◆ DESCRIPTION OF THE TASK: Reproduce only the rows from the one containing "Place one point per instance of the church" down to the end of the rows, keeping every request line, and scale each point coordinate by 0.6, rounding to whole numbers with halves going up.

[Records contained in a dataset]
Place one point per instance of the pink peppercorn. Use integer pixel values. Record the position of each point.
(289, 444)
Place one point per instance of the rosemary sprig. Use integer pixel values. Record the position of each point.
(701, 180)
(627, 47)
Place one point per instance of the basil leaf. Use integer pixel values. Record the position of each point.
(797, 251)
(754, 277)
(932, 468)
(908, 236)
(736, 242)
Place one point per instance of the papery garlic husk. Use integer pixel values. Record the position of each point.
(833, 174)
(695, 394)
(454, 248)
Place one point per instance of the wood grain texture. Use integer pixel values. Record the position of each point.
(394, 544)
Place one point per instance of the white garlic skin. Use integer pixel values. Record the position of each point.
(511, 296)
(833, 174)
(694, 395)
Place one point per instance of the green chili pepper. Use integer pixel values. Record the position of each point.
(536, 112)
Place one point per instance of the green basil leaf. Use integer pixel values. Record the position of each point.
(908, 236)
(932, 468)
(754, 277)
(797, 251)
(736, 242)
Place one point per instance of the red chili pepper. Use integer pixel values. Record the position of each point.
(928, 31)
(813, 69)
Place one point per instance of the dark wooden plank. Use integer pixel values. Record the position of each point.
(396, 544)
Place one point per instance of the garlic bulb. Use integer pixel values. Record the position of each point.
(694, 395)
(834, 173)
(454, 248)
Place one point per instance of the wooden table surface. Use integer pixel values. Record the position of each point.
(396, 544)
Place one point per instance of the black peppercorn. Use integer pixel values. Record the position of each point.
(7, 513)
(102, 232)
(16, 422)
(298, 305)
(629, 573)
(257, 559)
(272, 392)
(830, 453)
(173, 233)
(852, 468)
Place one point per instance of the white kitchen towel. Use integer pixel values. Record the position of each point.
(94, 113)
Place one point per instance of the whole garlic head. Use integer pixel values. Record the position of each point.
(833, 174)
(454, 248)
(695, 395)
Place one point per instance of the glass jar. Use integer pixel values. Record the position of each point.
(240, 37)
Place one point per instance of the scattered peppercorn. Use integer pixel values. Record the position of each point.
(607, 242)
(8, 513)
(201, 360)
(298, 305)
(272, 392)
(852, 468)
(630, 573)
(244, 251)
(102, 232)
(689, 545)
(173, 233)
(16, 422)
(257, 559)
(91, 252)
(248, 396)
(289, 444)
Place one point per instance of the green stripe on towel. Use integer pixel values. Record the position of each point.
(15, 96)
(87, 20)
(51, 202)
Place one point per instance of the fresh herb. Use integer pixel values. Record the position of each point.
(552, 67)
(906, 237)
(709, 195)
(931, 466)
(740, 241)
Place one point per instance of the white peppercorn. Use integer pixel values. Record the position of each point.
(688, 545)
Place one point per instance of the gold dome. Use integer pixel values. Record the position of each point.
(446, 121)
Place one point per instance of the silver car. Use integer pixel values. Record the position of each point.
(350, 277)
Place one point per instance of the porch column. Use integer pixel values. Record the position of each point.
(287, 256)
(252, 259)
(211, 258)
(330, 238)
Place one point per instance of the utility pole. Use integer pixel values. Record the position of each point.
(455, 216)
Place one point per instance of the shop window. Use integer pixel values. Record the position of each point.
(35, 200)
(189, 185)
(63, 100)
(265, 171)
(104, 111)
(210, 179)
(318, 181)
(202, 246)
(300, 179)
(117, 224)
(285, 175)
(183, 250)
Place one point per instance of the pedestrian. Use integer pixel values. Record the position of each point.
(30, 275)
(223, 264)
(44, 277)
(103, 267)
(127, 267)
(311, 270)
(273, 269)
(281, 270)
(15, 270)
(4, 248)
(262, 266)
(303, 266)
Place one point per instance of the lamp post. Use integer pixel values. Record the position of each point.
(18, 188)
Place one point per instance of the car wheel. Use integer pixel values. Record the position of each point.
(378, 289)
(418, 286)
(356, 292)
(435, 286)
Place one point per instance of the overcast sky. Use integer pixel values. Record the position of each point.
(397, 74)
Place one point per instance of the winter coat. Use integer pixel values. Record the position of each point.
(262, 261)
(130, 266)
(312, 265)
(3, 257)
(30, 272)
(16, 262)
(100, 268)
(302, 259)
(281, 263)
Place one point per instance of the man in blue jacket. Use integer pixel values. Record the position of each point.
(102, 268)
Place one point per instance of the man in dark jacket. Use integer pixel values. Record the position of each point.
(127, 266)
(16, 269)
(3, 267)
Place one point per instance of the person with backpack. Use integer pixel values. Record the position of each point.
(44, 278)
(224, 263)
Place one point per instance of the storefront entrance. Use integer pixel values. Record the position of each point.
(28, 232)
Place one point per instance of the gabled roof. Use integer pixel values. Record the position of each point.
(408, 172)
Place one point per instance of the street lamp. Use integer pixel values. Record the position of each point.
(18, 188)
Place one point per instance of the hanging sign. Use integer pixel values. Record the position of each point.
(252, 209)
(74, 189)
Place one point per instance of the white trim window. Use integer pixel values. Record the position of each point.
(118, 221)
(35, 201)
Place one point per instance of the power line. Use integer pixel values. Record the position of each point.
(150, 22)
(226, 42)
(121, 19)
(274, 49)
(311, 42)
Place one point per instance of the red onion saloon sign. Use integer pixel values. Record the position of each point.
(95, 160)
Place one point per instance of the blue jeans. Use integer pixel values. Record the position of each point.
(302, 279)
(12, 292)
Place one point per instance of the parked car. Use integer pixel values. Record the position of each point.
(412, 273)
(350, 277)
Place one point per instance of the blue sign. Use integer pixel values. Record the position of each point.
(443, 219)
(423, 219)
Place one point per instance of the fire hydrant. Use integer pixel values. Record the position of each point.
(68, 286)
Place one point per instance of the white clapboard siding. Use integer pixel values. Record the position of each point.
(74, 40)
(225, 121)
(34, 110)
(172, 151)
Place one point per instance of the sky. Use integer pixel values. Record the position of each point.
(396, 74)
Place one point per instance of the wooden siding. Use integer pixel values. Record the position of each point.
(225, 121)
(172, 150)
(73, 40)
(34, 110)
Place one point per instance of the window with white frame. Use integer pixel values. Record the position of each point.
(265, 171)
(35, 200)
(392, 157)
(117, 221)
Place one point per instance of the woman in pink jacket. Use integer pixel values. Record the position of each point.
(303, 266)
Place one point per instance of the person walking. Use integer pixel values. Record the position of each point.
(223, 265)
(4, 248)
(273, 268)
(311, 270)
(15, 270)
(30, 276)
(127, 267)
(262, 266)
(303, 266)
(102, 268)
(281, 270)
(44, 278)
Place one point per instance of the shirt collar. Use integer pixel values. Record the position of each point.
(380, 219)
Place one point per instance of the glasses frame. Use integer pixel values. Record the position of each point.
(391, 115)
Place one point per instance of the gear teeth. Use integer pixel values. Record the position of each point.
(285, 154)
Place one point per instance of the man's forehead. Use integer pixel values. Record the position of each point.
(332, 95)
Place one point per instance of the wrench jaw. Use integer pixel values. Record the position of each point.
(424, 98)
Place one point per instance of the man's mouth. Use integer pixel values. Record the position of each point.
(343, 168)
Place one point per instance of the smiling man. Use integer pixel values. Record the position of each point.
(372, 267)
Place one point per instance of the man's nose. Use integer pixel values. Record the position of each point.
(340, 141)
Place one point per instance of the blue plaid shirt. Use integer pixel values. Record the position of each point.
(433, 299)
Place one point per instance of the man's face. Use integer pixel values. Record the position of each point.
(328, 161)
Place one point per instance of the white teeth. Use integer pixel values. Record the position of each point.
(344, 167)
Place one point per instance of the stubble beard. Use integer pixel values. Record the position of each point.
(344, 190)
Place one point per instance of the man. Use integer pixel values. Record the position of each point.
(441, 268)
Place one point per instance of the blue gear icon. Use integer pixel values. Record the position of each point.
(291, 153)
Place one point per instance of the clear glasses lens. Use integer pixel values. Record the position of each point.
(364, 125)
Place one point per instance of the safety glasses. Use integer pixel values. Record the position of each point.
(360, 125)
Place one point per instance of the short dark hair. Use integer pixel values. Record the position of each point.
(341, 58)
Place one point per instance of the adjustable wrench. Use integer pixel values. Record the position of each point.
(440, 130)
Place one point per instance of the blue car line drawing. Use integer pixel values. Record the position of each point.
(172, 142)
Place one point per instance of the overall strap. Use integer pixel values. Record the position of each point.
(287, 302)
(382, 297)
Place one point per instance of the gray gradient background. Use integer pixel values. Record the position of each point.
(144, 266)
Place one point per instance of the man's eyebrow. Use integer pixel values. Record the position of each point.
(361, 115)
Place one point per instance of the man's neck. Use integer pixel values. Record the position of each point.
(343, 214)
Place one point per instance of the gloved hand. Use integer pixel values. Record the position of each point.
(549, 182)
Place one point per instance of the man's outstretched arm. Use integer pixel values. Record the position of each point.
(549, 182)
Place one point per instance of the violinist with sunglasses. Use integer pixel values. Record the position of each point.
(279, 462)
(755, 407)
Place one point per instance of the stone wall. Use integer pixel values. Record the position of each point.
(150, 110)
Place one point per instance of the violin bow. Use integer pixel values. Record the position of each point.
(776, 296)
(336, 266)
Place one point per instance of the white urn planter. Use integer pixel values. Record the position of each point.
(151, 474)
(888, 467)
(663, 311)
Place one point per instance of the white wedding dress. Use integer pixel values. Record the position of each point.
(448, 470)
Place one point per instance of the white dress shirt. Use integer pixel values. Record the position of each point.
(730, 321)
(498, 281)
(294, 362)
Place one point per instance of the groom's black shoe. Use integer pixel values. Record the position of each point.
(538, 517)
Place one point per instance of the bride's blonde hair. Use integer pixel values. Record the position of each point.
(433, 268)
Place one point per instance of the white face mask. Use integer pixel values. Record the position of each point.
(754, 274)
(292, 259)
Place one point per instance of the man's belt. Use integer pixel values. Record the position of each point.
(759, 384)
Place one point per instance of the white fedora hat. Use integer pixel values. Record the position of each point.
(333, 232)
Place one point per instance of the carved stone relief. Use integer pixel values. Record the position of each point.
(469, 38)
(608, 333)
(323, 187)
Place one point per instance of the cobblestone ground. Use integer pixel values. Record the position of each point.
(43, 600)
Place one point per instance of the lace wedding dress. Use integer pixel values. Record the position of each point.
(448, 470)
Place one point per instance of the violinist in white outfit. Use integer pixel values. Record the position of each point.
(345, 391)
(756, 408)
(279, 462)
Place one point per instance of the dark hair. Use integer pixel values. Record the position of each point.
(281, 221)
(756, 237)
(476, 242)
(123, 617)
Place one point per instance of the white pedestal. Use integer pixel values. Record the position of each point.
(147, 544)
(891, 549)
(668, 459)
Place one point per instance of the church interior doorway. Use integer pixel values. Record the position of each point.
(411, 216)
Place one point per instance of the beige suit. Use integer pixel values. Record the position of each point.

◆ COMPLETED TASK:
Place one point per instance of the church interior doorway. Use integer pixel values. Record the position of each point.
(247, 130)
Place one point per instance of the beige suit. Use integer pixel values. Record the position of each point.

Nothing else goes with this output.